## Work to be completed:
Reproduce every one of the following entries line for line, with no changes.

## Given data:
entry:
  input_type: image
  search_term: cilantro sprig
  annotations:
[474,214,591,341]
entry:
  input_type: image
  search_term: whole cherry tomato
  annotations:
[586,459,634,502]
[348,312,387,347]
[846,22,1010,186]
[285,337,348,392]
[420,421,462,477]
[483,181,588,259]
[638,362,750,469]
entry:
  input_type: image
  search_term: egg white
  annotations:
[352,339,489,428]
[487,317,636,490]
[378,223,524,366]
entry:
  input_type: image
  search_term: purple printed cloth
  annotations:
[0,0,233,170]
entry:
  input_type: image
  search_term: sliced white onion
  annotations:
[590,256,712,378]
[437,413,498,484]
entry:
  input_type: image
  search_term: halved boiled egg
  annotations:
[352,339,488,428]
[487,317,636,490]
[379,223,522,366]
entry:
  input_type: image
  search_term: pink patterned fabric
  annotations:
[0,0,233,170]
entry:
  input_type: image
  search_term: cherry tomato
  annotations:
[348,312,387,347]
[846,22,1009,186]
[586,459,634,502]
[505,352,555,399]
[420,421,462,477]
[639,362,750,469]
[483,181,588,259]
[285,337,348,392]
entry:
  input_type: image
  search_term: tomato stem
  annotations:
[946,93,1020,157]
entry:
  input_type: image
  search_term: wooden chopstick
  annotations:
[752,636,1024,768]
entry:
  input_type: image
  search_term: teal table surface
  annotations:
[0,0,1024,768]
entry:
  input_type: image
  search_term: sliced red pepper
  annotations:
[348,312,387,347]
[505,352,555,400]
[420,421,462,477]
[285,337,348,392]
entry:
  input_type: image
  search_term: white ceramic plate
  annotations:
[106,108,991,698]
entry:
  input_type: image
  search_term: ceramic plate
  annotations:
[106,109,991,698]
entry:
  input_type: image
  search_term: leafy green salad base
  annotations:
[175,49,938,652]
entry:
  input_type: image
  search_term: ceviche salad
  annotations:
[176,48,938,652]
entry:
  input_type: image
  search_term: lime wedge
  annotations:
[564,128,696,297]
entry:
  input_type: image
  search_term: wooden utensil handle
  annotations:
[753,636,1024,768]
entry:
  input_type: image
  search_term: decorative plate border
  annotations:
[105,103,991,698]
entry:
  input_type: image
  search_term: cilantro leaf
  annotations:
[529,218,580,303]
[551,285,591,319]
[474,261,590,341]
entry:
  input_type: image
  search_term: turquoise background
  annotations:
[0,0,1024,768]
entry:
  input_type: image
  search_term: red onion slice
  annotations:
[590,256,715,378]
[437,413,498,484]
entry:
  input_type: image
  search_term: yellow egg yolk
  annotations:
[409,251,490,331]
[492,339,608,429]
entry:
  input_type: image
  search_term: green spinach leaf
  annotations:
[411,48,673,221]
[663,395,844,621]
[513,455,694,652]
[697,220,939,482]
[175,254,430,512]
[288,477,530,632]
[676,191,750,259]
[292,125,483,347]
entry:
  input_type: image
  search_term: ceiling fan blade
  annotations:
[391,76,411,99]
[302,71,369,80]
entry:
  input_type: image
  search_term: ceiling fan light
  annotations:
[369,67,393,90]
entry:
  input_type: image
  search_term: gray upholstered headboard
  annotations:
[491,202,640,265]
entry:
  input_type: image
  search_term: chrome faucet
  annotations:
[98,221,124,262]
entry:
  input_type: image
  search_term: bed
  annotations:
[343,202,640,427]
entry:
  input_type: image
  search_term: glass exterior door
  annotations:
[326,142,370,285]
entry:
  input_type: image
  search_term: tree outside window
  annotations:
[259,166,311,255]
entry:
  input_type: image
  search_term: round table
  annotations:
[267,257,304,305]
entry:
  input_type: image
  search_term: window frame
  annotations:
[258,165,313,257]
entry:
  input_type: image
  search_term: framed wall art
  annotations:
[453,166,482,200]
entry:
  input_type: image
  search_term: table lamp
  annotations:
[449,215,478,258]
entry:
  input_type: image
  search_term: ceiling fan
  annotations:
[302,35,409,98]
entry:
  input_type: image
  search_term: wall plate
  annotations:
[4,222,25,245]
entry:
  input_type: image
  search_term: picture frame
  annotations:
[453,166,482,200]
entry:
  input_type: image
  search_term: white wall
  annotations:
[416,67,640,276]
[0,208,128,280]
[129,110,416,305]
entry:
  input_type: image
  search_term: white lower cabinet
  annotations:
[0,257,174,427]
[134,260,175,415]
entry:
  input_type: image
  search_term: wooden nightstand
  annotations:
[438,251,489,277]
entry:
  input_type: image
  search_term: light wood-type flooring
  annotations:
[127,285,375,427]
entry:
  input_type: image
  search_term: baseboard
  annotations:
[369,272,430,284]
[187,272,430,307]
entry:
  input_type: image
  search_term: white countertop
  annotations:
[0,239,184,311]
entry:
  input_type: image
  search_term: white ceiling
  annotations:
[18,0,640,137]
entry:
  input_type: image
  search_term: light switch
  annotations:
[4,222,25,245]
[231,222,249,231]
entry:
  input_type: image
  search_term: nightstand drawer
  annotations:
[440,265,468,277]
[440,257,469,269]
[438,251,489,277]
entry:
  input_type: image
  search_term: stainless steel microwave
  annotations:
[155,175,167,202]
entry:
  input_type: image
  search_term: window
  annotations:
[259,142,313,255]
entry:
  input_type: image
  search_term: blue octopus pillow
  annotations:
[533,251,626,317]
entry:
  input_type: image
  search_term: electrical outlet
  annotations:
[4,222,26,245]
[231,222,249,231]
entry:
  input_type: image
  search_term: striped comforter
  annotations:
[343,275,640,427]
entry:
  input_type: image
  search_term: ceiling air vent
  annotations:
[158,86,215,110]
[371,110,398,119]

## Solution to this problem:
entry:
  input_type: image
  search_term: cilantro sprig
  annotations:
[474,214,591,341]
entry:
  input_type: image
  search_term: whole cherry tomato
  annotations:
[586,459,634,502]
[348,312,387,347]
[846,22,1010,186]
[285,337,348,392]
[420,421,462,477]
[483,181,588,259]
[638,362,750,469]
entry:
  input_type: image
  search_term: egg white
  annotations:
[352,339,489,428]
[487,317,636,490]
[378,223,524,366]
entry:
  input_type: image
  search_term: purple printed cloth
  annotations:
[0,0,233,170]
entry:
  input_type: image
  search_term: sliced white onion
  annotations:
[590,256,712,378]
[437,413,498,484]
entry:
  input_type: image
  search_term: halved boiled egg
  annotations:
[352,339,488,428]
[487,317,636,490]
[379,223,522,366]
entry:
  input_type: image
  search_term: pink patterned fabric
  annotations:
[0,0,233,170]
entry:
  input_type: image
  search_term: cherry tomato
  annotations:
[348,312,387,347]
[846,22,1009,186]
[586,459,634,502]
[505,352,555,399]
[420,421,462,477]
[639,362,750,469]
[483,181,588,259]
[285,337,348,392]
entry:
  input_type: image
  search_term: tomato stem
  annotations:
[946,93,1020,157]
entry:
  input_type: image
  search_term: wooden chopstick
  annotations:
[752,636,1024,768]
entry:
  input_type: image
  search_term: teal table surface
  annotations:
[0,0,1024,768]
entry:
  input_type: image
  search_term: sliced red pepper
  annotations:
[348,312,387,347]
[505,352,555,400]
[420,421,462,477]
[285,337,348,392]
entry:
  input_type: image
  search_term: white ceramic plate
  annotations:
[106,108,991,698]
entry:
  input_type: image
  search_term: ceramic plate
  annotations:
[106,109,991,698]
entry:
  input_type: image
  search_term: leafy green salad base
  annotations:
[175,49,938,652]
entry:
  input_type: image
  search_term: ceviche salad
  annotations:
[176,48,938,652]
entry:
  input_type: image
  search_term: lime wedge
  annotations:
[564,128,696,297]
entry:
  input_type: image
  search_term: wooden utensil handle
  annotations:
[753,636,1024,768]
entry:
  input_type: image
  search_term: decorative plate border
  annotations:
[105,103,991,698]
entry:
  input_type: image
  search_term: cilantro leaf
  annotations:
[529,218,580,303]
[551,285,591,319]
[474,261,590,341]
entry:
  input_type: image
  search_term: turquoise background
  annotations:
[0,0,1024,768]
entry:
  input_type: image
  search_term: red onion slice
  annotations:
[590,256,715,378]
[437,413,498,484]
entry:
  input_type: image
  search_term: yellow egg yolk
  annotations:
[409,251,490,331]
[492,339,608,429]
entry:
  input_type: image
  search_term: green spinach leaf
  annotations:
[411,48,673,221]
[663,395,844,621]
[513,455,694,652]
[697,220,939,482]
[175,254,430,512]
[288,477,530,632]
[676,191,750,259]
[292,125,483,347]
entry:
  input_type: image
  search_term: ceiling fan blade
  annotations:
[391,76,411,99]
[302,71,369,80]
entry:
  input_type: image
  search_term: ceiling fan light
  annotations:
[369,67,393,90]
entry:
  input_type: image
  search_term: gray upholstered headboard
  annotations:
[491,202,640,265]
entry:
  input_type: image
  search_term: chrome faucet
  annotations:
[98,221,124,262]
entry:
  input_type: image
  search_term: bed
  annotations:
[343,202,640,427]
entry:
  input_type: image
  search_term: glass exterior door
  annotations:
[326,142,370,285]
entry:
  input_type: image
  search_term: tree outside window
  annotations:
[259,166,311,255]
entry:
  input_type: image
  search_term: round table
  annotations:
[267,257,304,305]
entry:
  input_type: image
  search_term: window frame
  annotations:
[258,165,313,257]
entry:
  input_type: image
  search_term: framed wall art
  annotations:
[453,166,482,200]
entry:
  input_type: image
  search_term: table lamp
  annotations:
[449,215,478,258]
entry:
  input_type: image
  search_term: ceiling fan
  annotations:
[302,35,409,98]
entry:
  input_type: image
  search_term: wall plate
  annotations:
[4,222,25,245]
entry:
  input_type: image
  search_term: picture frame
  annotations:
[453,166,482,200]
entry:
  input_type: image
  search_term: white wall
  annotations:
[416,67,640,276]
[0,208,128,280]
[129,110,416,305]
entry:
  input_type: image
  search_term: white lower cabinet
  annotations:
[0,257,174,427]
[134,260,175,415]
entry:
  input_type: image
  search_term: wooden nightstand
  annotations:
[438,251,489,277]
entry:
  input_type: image
  search_term: light wood-type flooring
  annotations:
[127,285,375,427]
entry:
  input_type: image
  search_term: baseboard
  annotations:
[369,272,430,284]
[187,272,430,307]
entry:
  input_type: image
  search_term: white countertop
  annotations:
[0,239,184,311]
entry:
  input_type: image
  search_term: white ceiling
  annotations:
[18,0,640,137]
entry:
  input_type: image
  search_term: light switch
  annotations:
[4,222,25,245]
[231,222,249,231]
entry:
  input_type: image
  search_term: nightstand drawer
  annotations:
[440,265,468,277]
[440,257,469,269]
[438,251,489,277]
entry:
  input_type: image
  search_term: stainless steel microwave
  annotations:
[155,175,167,202]
entry:
  input_type: image
  search_term: window
  annotations:
[259,142,313,255]
entry:
  input_type: image
  search_term: blue octopus pillow
  annotations:
[533,251,626,317]
entry:
  input_type: image
  search_term: electrical outlet
  annotations:
[4,222,26,245]
[231,222,249,231]
entry:
  input_type: image
  search_term: striped comforter
  annotations:
[343,275,640,427]
entry:
  input_type: image
  search_term: ceiling air vent
  annotations:
[158,86,215,110]
[371,110,398,119]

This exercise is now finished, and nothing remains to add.